Member of the Virginia House of Delegates for Loudoun and Fauquier
- In office December 7, 1881 – December 4, 1883
- Preceded by: William H. F. Payne
- Succeeded by: Thomas Smith

Personal details
- Born: March 10, 1834 Warrenton, Fauquier County, Virginia
- Died: August 5, 1897 (aged 63) Warrenton, Virginia
- Profession: Lawyer, politician

Military service
- Allegiance: Confederate States
- Branch/service: Virginia Militia; Confederate States Army;
- Rank: Major (CSA)
- Unit: 8th Virginia Infantry
- Battles/wars: Battle of Ball's Bluff Battle of South Mountain, Battle of Gettysburg

= R. Taylor Scott =

American lawyer

Robert Taylor Scott (1834 - August 5, 1897) was a Virginia lawyer, politician and Confederate officer. Elected three times as Attorney General of Virginia, Scott also served one term in the Virginia House of Delegates and several terms as mayor of Warrenton, Virginia.

==Early and family life==
Born to Virginia lawyer/planter and Fauquier County delegate Robert Eden Scott (later a circuit judge) and his wife, Scott received a private education, then graduated from the University of Virginia in 1856.

Stored data entries:
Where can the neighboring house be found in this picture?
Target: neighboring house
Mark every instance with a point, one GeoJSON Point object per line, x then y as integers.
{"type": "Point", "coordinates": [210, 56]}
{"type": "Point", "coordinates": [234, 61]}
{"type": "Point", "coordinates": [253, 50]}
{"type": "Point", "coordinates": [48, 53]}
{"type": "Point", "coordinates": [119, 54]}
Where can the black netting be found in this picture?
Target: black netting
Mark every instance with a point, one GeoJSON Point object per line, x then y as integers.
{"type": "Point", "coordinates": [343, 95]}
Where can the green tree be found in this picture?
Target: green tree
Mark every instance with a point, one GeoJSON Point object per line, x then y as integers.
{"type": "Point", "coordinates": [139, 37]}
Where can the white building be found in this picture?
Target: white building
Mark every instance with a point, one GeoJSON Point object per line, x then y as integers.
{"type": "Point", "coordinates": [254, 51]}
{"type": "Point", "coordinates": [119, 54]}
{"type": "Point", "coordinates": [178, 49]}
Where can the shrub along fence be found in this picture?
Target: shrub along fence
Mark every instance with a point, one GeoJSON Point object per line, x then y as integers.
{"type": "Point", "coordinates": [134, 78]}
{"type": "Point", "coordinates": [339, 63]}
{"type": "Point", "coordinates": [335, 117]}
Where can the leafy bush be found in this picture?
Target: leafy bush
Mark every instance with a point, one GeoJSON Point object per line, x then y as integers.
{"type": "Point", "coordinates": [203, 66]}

Work item A: Turn the paragraph of the R. Taylor Scott biography that begins "Robert Taylor Scott (1834" into a short list that keeps its main facts.
Work item B: Edit a passage of the R. Taylor Scott biography. Copy it starting at the words "Robert Taylor Scott" and stopping after "Virginia in 1856.", and replace "private education" with "private schooling".
Work item C: Name every battle listed in the R. Taylor Scott biography.
Rely on the R. Taylor Scott biography and nothing else.

Answer section A:
- Robert Taylor Scott (1834 – August 5, 1897)
- Virginia lawyer, politician and Confederate officer
- Elected Attorney General of Virginia three times
- Served one term in the Virginia House of Delegates
- Served several terms as mayor of Warrenton, Virginia

Answer section B:
Robert Taylor Scott (1834 - August 5, 1897) was a Virginia lawyer, politician and Confederate officer. Elected three times as Attorney General of Virginia, Scott also served one term in the Virginia House of Delegates and several terms as mayor of Warrenton, Virginia.

==Early and family life==
Born to Virginia lawyer/planter and Fauquier County delegate Robert Eden Scott (later a circuit judge) and his wife, Scott received a private schooling, then graduated from the University of Virginia in 1856.

Answer section C:
- Battle of Ball's Bluff
- Battle of South Mountain
- Battle of Gettysburg